Brief
All lines holding the string "woman" should be copied from the data below.
Top of Excerpted data
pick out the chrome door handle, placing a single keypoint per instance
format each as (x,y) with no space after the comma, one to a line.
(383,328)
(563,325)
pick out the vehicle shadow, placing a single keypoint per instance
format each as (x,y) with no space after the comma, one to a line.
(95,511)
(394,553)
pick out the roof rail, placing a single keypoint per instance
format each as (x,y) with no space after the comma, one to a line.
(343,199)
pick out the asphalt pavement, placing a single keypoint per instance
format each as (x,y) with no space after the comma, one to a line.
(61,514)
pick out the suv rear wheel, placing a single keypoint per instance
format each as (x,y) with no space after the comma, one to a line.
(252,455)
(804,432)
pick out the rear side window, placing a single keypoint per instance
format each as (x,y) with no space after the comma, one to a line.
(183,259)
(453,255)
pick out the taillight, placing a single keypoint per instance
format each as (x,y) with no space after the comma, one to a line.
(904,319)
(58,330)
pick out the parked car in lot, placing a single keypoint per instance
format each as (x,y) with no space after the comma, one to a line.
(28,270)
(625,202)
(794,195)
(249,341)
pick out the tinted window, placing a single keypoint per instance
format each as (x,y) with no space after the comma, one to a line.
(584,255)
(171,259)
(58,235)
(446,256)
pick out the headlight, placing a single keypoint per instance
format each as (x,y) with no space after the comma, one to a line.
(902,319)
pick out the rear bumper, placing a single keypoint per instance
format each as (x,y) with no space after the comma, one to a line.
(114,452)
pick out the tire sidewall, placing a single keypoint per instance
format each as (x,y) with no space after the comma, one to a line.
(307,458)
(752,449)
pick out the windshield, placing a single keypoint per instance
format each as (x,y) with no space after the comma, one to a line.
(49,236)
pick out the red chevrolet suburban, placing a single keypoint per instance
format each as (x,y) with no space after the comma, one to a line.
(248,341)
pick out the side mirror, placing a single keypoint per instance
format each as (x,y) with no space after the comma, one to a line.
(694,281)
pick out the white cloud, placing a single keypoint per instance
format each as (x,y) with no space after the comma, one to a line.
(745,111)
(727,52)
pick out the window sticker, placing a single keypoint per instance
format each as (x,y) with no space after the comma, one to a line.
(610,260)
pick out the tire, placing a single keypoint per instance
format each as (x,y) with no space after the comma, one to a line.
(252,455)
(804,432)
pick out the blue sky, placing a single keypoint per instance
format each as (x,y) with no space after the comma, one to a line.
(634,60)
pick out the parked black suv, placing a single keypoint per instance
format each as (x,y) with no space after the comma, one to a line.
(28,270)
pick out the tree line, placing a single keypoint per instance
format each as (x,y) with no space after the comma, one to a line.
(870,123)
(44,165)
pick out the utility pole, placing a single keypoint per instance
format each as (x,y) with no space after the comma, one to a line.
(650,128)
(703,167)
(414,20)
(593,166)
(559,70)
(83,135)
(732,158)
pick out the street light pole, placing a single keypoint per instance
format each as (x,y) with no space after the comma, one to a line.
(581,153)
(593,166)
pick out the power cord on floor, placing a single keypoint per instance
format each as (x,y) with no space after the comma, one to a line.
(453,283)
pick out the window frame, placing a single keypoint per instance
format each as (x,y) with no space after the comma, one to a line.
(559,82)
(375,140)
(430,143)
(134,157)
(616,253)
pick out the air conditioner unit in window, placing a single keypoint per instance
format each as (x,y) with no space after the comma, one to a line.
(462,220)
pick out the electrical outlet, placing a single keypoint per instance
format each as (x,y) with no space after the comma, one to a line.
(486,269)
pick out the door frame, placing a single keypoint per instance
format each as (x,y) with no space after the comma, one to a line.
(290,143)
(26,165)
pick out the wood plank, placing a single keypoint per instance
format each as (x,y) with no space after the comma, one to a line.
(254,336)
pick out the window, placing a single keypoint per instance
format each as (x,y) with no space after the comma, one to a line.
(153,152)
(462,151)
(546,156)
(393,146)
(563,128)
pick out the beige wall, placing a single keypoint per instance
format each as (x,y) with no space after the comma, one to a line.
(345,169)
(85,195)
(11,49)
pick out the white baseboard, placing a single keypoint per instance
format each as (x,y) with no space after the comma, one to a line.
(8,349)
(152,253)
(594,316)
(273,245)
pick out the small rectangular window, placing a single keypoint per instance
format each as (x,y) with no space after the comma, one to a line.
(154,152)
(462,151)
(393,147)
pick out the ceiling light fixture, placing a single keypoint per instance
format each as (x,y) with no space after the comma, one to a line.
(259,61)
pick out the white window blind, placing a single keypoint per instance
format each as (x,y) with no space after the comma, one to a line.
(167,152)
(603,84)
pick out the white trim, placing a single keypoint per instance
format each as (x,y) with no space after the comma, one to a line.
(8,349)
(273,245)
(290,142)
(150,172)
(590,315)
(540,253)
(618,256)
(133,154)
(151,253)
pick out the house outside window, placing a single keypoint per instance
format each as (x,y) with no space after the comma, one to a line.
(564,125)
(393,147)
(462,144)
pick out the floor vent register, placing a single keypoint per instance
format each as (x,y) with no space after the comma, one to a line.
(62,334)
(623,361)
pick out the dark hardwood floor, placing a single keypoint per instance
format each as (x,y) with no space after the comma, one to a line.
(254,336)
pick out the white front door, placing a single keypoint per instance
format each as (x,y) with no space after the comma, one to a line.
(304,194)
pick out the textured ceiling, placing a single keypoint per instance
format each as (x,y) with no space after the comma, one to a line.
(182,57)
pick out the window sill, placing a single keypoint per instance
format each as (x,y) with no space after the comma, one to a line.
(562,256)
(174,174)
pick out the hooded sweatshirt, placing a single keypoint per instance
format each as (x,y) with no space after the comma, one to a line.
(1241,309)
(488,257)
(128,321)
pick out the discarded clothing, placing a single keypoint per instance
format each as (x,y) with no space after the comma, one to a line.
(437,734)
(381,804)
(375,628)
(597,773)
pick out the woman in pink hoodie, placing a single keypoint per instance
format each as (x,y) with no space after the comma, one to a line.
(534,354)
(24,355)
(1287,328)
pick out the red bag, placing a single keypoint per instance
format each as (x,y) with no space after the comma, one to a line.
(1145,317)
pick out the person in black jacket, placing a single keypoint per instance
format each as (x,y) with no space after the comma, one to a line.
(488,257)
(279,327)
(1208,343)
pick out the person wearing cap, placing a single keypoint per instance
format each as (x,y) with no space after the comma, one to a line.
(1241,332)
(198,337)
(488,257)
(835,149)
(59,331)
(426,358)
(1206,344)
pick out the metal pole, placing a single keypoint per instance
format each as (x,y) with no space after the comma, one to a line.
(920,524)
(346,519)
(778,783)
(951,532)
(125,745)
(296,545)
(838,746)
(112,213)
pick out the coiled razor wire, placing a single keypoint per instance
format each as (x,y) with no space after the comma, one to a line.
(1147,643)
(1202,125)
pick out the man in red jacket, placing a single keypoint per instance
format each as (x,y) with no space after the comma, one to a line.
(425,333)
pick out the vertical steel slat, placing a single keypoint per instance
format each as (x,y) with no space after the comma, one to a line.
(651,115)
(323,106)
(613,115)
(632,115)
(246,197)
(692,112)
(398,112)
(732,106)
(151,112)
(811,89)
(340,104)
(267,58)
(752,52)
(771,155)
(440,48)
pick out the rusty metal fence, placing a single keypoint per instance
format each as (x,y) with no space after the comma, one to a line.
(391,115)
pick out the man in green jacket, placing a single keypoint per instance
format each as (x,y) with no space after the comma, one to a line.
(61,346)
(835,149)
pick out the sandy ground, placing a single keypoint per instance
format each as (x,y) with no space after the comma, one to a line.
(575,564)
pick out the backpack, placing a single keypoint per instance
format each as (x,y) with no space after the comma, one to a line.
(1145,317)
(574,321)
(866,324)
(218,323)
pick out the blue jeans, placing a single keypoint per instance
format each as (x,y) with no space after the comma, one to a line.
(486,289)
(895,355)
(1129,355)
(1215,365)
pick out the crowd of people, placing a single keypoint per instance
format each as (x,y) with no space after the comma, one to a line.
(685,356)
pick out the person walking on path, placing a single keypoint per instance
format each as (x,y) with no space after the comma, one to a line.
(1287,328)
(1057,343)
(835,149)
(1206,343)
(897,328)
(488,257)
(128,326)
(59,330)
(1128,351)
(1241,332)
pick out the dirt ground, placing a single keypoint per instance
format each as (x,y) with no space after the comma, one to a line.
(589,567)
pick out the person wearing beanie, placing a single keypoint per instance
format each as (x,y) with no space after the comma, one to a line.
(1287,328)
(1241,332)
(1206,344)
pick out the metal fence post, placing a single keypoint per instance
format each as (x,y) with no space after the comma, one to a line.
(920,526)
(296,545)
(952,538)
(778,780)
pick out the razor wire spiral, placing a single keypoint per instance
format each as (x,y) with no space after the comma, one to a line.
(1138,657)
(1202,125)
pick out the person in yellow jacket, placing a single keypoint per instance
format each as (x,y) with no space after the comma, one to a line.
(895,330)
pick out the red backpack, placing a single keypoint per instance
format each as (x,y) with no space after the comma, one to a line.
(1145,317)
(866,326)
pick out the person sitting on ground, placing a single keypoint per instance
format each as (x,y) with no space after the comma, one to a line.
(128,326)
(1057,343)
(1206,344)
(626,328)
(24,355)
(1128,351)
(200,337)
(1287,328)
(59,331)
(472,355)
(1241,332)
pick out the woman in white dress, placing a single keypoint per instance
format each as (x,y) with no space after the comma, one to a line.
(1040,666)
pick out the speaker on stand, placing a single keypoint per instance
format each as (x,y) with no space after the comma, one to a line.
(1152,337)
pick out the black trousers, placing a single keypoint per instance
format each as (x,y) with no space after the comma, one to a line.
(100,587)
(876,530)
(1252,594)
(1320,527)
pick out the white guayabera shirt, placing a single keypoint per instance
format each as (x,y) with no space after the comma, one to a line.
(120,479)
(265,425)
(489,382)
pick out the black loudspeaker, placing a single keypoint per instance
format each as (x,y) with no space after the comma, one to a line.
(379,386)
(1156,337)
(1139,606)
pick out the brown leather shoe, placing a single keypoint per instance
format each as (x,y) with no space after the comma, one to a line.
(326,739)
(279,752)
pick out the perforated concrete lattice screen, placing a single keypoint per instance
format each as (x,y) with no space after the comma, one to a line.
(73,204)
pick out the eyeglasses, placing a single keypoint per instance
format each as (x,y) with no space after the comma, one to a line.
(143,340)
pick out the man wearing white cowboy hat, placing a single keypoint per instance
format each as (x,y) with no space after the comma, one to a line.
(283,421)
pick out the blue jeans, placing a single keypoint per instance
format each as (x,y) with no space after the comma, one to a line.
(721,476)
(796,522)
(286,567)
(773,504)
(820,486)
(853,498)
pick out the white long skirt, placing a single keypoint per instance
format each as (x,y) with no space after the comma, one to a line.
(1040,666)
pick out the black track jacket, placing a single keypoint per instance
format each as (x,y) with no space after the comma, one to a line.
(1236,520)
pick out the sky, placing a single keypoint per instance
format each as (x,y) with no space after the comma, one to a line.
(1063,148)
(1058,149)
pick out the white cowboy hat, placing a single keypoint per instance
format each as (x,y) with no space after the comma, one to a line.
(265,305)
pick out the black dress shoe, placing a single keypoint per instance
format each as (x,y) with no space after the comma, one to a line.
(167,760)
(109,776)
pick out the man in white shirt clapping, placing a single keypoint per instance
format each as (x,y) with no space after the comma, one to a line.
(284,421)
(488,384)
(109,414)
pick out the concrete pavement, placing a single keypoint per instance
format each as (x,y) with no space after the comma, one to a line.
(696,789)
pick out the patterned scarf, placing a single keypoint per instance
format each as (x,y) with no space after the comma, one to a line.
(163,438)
Bottom of Excerpted data
Solution to this task
pick out the woman in pink hoodie, placing a single keypoint per instance
pick out the woman in white dress, placing a single keypoint per instance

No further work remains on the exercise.